■ **ACTIVITY**: In the entries that follow, find the line containing "Mark the overcast" and the line containing "Mark the low", then copy exactly everything from the first through the second except the pictures.

»»

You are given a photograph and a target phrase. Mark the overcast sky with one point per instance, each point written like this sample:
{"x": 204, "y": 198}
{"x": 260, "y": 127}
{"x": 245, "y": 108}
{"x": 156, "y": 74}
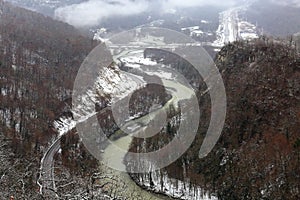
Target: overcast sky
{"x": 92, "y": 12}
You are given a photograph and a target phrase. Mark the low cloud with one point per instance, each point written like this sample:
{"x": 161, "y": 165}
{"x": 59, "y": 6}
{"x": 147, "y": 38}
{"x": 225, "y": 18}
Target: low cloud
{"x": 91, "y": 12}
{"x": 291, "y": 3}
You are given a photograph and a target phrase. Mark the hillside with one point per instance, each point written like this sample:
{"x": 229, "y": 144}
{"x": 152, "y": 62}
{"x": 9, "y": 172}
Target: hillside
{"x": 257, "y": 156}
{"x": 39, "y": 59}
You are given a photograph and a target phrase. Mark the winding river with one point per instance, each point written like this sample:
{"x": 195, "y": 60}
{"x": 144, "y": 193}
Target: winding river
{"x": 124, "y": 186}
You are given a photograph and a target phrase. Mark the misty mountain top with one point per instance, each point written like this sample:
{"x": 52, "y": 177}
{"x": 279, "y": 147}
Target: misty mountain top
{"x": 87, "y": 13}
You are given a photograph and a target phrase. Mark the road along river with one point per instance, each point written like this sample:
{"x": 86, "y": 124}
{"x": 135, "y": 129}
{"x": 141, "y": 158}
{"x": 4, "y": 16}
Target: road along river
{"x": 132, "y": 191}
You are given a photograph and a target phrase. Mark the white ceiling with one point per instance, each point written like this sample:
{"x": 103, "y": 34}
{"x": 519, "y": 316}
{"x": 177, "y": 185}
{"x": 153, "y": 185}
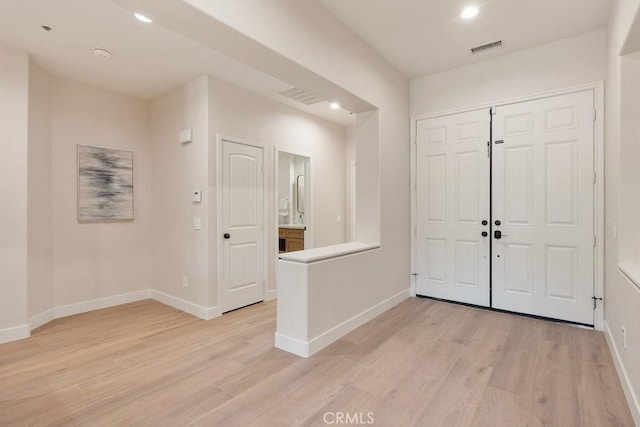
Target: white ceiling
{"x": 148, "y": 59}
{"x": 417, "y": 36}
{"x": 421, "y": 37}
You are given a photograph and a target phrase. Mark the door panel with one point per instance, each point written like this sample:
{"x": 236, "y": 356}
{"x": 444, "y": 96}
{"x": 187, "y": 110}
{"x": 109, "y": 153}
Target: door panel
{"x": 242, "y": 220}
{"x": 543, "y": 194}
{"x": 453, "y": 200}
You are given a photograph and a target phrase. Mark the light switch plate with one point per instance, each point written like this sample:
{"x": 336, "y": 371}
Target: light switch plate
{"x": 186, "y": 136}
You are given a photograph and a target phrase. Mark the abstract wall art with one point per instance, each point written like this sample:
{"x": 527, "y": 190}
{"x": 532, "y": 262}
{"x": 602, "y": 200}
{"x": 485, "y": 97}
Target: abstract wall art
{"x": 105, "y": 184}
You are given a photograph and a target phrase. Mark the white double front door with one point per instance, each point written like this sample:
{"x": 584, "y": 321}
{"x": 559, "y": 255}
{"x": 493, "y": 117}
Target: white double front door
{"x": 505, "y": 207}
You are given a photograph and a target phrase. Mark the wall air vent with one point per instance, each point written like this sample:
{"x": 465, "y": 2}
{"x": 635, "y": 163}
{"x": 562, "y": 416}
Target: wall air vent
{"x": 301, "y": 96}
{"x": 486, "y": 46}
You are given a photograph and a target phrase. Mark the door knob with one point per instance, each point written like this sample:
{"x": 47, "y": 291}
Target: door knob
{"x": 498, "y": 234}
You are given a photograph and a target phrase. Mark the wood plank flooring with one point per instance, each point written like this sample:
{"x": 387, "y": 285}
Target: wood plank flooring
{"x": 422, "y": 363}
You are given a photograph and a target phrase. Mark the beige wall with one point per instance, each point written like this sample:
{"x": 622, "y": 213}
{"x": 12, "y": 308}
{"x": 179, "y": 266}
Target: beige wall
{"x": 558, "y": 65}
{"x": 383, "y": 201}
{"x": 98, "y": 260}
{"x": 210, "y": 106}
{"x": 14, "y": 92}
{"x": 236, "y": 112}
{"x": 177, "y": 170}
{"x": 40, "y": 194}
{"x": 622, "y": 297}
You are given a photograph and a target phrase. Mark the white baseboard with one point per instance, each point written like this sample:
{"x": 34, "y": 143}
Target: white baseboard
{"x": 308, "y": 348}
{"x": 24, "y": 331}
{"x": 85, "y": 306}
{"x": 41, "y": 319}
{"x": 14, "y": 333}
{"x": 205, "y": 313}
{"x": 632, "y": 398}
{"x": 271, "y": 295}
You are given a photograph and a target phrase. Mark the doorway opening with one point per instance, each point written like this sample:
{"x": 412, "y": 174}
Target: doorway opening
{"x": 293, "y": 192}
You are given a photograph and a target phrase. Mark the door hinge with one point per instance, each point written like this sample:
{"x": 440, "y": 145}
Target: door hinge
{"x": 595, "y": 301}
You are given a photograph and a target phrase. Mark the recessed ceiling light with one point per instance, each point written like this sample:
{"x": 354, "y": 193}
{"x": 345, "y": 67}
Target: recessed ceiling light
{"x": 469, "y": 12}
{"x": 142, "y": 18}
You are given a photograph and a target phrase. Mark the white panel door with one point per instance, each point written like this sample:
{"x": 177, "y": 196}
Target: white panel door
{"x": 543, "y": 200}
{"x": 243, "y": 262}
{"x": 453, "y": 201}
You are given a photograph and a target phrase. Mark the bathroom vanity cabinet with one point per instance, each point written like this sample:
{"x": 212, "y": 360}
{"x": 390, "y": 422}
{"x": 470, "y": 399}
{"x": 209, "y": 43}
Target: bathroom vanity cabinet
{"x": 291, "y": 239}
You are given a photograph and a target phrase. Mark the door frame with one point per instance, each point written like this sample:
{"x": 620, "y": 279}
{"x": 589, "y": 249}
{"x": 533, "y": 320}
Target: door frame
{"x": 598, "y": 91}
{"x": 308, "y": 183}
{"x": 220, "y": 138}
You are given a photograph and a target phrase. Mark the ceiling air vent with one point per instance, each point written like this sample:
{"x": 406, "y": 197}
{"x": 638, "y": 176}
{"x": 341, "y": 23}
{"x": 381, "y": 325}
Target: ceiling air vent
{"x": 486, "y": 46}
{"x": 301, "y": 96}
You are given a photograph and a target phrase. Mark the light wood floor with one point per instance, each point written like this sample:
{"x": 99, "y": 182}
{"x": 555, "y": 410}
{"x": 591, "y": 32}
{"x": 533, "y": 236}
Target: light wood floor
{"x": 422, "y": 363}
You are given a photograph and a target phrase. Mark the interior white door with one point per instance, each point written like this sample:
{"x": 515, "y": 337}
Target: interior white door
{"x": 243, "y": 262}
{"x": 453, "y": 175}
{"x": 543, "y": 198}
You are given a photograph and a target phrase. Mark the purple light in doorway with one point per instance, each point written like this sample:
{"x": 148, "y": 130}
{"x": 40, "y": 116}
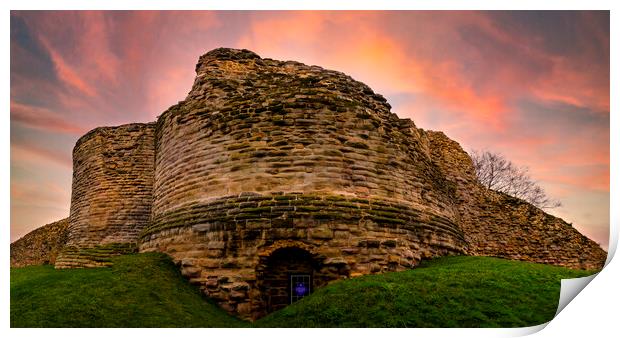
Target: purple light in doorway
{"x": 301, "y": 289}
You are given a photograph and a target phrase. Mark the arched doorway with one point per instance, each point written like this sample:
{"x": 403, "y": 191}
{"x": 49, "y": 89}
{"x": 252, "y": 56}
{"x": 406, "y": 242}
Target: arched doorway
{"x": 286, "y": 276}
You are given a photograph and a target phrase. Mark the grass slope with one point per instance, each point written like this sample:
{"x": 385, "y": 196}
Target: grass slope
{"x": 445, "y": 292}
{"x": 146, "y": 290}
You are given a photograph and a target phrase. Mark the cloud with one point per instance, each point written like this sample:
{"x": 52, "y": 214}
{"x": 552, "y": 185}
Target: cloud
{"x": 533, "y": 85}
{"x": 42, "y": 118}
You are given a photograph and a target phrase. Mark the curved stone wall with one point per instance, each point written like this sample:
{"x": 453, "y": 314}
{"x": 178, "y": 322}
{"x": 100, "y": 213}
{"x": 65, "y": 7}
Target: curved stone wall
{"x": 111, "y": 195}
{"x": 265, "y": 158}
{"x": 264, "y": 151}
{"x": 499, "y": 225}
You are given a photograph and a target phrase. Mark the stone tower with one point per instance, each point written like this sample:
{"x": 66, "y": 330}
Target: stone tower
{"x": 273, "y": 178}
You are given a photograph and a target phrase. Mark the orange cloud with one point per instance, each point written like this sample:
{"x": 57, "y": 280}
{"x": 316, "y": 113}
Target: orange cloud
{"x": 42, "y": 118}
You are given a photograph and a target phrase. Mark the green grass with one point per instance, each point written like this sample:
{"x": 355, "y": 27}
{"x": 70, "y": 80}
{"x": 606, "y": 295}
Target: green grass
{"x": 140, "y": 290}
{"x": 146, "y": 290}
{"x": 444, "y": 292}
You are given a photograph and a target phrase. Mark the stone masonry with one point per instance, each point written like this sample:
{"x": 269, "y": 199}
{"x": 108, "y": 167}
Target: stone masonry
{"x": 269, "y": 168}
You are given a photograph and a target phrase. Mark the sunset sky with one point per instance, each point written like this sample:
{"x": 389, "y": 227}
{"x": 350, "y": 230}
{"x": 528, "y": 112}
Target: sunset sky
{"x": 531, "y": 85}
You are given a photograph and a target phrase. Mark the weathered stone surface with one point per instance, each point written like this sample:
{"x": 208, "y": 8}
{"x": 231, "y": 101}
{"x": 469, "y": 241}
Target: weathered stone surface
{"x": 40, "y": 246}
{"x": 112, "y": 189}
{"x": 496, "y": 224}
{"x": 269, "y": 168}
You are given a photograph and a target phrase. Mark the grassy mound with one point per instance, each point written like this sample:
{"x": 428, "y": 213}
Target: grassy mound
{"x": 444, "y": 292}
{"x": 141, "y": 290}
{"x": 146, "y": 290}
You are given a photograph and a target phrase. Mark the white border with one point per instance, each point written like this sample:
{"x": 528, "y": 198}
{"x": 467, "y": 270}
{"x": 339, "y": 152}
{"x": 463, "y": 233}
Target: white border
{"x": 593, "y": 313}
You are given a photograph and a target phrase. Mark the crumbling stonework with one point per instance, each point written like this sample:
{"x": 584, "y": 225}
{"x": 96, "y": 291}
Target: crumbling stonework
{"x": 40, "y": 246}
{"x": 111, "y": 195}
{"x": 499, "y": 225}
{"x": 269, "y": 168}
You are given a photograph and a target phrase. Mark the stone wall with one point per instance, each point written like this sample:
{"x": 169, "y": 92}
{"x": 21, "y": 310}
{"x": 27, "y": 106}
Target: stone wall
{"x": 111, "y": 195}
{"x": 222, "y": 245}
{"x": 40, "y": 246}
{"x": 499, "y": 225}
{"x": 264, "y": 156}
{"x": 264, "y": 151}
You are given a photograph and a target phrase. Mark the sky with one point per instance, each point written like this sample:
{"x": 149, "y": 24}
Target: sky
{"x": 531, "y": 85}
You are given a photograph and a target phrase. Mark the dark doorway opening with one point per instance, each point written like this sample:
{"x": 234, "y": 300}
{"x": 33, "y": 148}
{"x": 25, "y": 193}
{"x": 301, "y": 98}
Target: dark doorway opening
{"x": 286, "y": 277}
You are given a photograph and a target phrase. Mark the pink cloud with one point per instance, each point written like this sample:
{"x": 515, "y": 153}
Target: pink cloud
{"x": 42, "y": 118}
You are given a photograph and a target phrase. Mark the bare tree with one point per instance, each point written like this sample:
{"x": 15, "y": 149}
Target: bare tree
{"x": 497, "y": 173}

««
»»

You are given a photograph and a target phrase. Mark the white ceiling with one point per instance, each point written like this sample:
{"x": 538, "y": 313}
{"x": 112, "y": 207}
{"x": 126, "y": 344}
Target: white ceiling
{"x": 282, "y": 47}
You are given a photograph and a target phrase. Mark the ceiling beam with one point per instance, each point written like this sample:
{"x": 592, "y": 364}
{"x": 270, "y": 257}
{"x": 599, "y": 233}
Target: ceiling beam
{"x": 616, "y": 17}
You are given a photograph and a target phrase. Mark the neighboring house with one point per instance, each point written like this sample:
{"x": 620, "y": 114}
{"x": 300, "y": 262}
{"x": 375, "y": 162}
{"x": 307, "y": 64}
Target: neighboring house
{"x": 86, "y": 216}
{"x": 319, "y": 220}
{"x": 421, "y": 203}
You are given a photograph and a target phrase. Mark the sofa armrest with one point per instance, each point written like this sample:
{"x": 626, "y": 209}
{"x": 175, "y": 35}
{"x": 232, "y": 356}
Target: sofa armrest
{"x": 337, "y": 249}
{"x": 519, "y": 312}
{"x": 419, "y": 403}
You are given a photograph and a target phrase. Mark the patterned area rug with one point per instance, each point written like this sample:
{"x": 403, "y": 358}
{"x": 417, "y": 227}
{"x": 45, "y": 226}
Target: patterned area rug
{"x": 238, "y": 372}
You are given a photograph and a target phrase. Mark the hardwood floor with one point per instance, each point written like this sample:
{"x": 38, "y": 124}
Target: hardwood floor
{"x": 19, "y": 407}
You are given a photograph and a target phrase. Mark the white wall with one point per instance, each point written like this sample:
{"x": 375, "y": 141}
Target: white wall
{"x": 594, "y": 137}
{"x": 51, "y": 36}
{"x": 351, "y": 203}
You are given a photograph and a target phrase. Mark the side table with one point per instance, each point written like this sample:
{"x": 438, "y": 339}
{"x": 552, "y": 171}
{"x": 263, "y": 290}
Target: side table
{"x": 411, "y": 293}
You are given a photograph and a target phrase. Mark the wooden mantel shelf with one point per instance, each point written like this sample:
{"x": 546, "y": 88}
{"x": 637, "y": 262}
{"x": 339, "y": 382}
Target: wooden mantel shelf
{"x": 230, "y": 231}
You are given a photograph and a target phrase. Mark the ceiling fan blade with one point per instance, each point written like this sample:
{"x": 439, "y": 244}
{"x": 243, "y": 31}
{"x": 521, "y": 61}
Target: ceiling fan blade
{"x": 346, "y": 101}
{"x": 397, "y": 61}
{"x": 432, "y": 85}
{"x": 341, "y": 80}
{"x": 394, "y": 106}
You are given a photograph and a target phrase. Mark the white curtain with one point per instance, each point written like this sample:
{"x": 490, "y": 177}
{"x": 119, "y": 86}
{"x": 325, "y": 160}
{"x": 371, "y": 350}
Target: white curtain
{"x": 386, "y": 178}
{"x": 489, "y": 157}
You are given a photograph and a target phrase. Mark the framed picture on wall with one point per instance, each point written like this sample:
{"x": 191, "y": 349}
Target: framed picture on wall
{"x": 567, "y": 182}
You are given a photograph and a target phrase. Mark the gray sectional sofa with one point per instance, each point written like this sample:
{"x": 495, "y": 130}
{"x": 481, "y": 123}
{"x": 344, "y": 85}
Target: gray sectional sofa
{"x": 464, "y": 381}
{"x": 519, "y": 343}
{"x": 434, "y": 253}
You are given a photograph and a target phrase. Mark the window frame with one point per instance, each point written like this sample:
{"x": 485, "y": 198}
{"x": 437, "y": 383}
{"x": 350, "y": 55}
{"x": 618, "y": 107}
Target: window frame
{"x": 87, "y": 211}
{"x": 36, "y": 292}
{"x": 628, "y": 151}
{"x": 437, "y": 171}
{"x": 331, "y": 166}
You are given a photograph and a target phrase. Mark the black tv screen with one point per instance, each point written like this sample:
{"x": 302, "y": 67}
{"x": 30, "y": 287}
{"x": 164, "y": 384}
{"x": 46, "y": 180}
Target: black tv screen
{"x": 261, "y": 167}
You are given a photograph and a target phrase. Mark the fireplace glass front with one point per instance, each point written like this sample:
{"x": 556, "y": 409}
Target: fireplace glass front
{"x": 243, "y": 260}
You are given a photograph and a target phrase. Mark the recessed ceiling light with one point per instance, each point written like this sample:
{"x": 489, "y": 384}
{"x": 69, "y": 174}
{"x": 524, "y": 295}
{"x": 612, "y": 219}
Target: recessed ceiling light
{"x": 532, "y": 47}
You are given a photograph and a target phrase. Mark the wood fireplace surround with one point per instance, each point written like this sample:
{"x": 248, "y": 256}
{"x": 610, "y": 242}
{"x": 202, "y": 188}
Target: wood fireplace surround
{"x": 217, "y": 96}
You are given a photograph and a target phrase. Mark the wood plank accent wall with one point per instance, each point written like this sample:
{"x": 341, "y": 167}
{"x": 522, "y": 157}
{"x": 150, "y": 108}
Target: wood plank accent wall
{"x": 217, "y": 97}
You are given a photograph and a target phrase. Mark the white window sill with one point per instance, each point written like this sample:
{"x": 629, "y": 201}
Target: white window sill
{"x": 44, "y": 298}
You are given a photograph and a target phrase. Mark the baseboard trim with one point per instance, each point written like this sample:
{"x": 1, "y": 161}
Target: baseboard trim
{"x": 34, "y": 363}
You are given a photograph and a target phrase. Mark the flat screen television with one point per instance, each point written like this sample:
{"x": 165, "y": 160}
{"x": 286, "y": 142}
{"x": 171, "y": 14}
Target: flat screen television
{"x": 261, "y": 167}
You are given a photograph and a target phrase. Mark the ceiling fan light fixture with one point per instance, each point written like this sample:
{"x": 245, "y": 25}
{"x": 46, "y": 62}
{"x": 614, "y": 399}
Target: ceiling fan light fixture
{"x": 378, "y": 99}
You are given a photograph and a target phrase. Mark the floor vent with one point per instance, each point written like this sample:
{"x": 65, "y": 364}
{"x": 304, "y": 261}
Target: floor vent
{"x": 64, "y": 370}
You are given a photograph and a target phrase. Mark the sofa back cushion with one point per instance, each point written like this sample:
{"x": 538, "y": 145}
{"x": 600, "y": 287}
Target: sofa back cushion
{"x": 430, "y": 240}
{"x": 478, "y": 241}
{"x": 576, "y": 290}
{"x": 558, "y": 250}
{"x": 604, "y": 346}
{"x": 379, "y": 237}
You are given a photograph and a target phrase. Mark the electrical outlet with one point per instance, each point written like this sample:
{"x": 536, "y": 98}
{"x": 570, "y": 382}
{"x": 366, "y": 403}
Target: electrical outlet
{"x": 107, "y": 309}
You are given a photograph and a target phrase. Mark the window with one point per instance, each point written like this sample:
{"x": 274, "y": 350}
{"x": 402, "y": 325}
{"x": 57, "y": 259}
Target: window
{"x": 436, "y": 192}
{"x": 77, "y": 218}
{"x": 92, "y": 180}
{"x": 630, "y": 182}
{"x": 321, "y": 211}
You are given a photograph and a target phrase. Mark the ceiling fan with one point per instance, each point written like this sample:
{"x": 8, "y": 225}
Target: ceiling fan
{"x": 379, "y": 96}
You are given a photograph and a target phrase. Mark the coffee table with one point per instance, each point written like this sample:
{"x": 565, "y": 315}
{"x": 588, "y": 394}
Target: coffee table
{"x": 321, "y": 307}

««
»»

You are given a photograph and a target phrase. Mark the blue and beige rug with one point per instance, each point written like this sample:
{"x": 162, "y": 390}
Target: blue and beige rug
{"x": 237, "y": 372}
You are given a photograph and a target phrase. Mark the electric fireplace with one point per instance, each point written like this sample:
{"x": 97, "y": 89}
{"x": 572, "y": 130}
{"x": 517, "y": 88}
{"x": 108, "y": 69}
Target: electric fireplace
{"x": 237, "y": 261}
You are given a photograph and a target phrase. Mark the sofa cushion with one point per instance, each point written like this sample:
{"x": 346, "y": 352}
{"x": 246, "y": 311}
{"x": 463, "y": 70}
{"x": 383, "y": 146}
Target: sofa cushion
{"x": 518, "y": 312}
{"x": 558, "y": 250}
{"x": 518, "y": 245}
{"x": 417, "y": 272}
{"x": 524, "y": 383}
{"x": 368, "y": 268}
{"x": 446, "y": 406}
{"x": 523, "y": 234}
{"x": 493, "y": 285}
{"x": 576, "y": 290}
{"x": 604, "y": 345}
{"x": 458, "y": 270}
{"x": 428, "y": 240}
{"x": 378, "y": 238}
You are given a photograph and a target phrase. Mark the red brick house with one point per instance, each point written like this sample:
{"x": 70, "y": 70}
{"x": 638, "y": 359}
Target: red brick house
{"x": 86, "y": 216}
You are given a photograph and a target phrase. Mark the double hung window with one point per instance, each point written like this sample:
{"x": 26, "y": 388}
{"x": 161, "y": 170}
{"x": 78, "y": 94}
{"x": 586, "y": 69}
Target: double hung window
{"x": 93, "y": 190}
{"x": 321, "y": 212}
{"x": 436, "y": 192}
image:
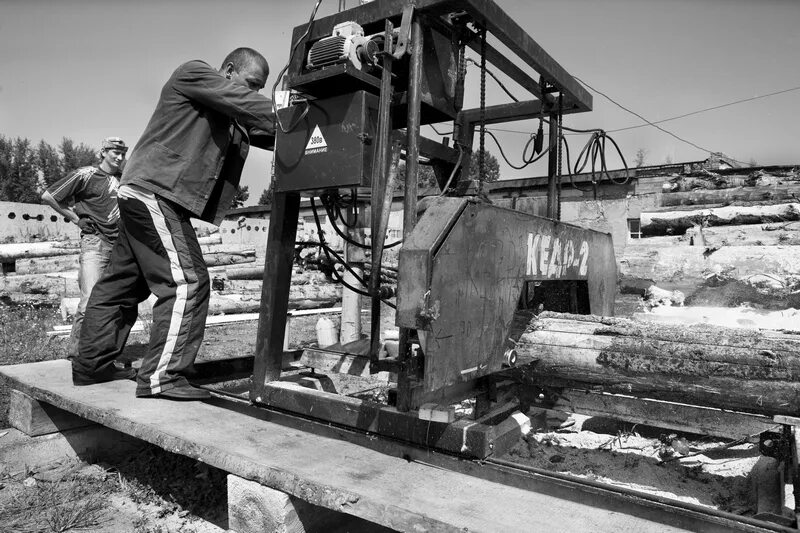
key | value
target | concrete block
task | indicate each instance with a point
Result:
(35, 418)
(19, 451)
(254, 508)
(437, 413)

««

■ **YOUR SOLUTION**:
You are given a photograph and a target phrase. Mark the overcast sky with one point per instance, each point written like this sample:
{"x": 204, "y": 198}
{"x": 260, "y": 127}
{"x": 245, "y": 108}
{"x": 156, "y": 74}
Target: overcast sky
{"x": 92, "y": 12}
You are given a photograph and a target phrase. Mark the low cloud with one point per instance, each point written like this sample:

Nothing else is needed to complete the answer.